### Listed entries

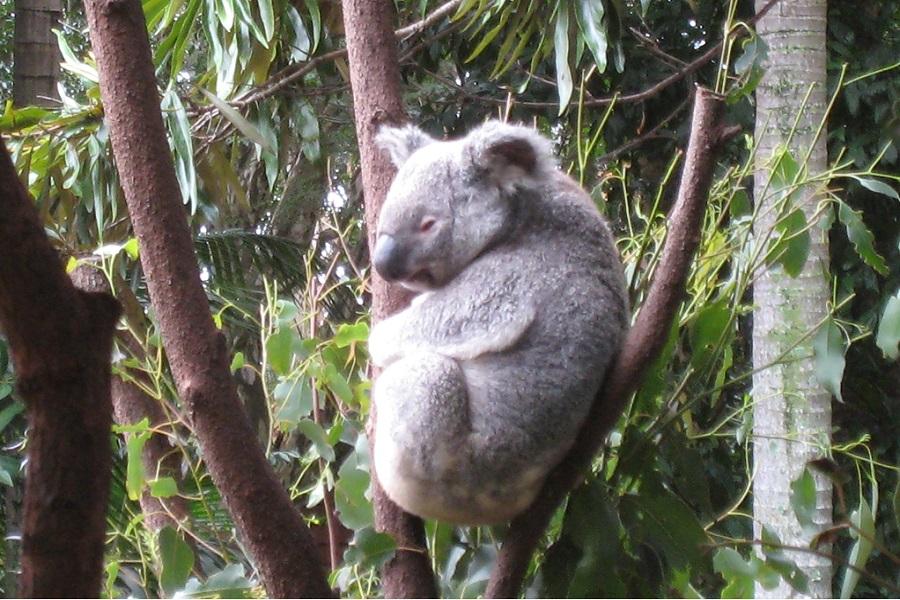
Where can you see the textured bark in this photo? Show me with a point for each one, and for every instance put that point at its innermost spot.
(375, 81)
(274, 535)
(36, 52)
(792, 412)
(61, 340)
(131, 405)
(642, 344)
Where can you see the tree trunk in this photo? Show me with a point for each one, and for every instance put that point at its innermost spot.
(36, 52)
(375, 81)
(131, 405)
(275, 537)
(792, 412)
(61, 341)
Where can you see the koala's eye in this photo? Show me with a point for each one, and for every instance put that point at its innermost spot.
(427, 223)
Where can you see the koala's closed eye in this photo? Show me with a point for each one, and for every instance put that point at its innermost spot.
(491, 372)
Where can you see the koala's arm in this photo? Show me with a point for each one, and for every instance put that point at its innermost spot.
(462, 321)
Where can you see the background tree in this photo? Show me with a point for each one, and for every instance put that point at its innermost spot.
(257, 114)
(36, 65)
(792, 408)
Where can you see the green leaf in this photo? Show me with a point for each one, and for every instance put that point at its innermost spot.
(709, 327)
(896, 503)
(237, 362)
(301, 47)
(134, 447)
(888, 336)
(279, 349)
(177, 560)
(589, 14)
(661, 519)
(230, 582)
(861, 237)
(337, 383)
(351, 502)
(315, 434)
(267, 14)
(163, 487)
(791, 247)
(738, 574)
(561, 48)
(349, 334)
(370, 549)
(131, 248)
(238, 120)
(879, 187)
(294, 398)
(829, 350)
(803, 498)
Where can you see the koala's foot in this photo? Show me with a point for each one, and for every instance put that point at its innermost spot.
(427, 457)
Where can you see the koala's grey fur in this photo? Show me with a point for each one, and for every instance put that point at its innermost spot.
(491, 370)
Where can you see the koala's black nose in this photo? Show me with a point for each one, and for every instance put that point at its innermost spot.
(387, 258)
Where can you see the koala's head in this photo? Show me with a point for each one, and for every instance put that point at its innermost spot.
(451, 200)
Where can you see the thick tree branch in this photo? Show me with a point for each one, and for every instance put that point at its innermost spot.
(642, 344)
(275, 537)
(132, 404)
(375, 80)
(61, 340)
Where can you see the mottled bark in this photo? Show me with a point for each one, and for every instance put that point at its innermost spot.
(61, 340)
(791, 411)
(275, 537)
(375, 81)
(36, 52)
(642, 344)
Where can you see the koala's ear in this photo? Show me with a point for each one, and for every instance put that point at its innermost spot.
(401, 142)
(507, 155)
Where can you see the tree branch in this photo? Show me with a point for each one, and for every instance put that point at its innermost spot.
(375, 81)
(131, 404)
(646, 94)
(641, 346)
(61, 341)
(275, 537)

######

Repeat all of the records above word for word, leaving out the pictures.

Where can you see the textured bark in this photo? Show me with a point for each one, and for every instance put that point at its innermost spot.
(375, 81)
(274, 535)
(36, 52)
(792, 412)
(61, 340)
(131, 405)
(642, 344)
Where can you see the tree trunk in this photo? Show me with a point for each one, and for every instance put that point at its innermost spot.
(36, 52)
(375, 81)
(131, 405)
(275, 537)
(792, 412)
(61, 341)
Where can you see the koala's eye in this photo? Show me with a point for each one, and for every instance put that point at its innermost spot.
(427, 223)
Where can you see the koala's closed eye in this photo? Show me with a point for each one, and for every instance put that point at its innermost spot.
(491, 372)
Where can you see the koala's arm in this photo? Show me with a point for each one, and for every instance put that point at its innermost spot.
(462, 321)
Where can you see the background tree in this photo? Show me with a point for each one, and for every instance put that point at its innermost spot.
(257, 114)
(36, 65)
(792, 408)
Where can you see the green leaf in this photo? Show me with a point for each one, and for every instance put that point at its innermost spot.
(709, 327)
(896, 503)
(237, 362)
(301, 47)
(134, 447)
(888, 336)
(279, 349)
(177, 560)
(589, 14)
(661, 519)
(230, 582)
(861, 237)
(337, 383)
(351, 502)
(315, 434)
(267, 14)
(163, 487)
(791, 247)
(738, 574)
(561, 48)
(349, 334)
(370, 549)
(131, 248)
(238, 120)
(879, 187)
(294, 398)
(829, 350)
(803, 498)
Where can you see the koala's foot in this photo? Show me with a point for each one, and for every instance put that point at its innermost spot.
(427, 457)
Where can you see the koala's grey fur in this photo? Show me with a point for each one, and for every instance put that point at its innermost spot.
(491, 370)
Where can you see the koala's black nose in this photo? Show me with a point for each one, and for every instance put that point at its innermost spot.
(387, 258)
Where can you see the koala's head in this photo? Show me with a point for each one, and for every instance put that point at its innermost spot.
(451, 200)
Where can you see the thick tree branch in this photo? Show me with a point for each one, and for every instance put that point at its innermost spot.
(642, 344)
(275, 537)
(132, 404)
(375, 80)
(61, 340)
Where can you see the mottled bark in this photo? Show me with a point for each one, and for every instance put that point at its innermost spot.
(61, 340)
(791, 411)
(275, 537)
(375, 81)
(36, 52)
(642, 344)
Where can you see the koala's ear in this photo? Show me with a point for each one, and for every instance put that point at its innermost spot.
(401, 142)
(507, 155)
Where can you see the tree branch in this photo? Show me with a point for each one, and for every instance put that point at its innermost spot.
(375, 81)
(131, 404)
(646, 94)
(641, 346)
(61, 341)
(275, 537)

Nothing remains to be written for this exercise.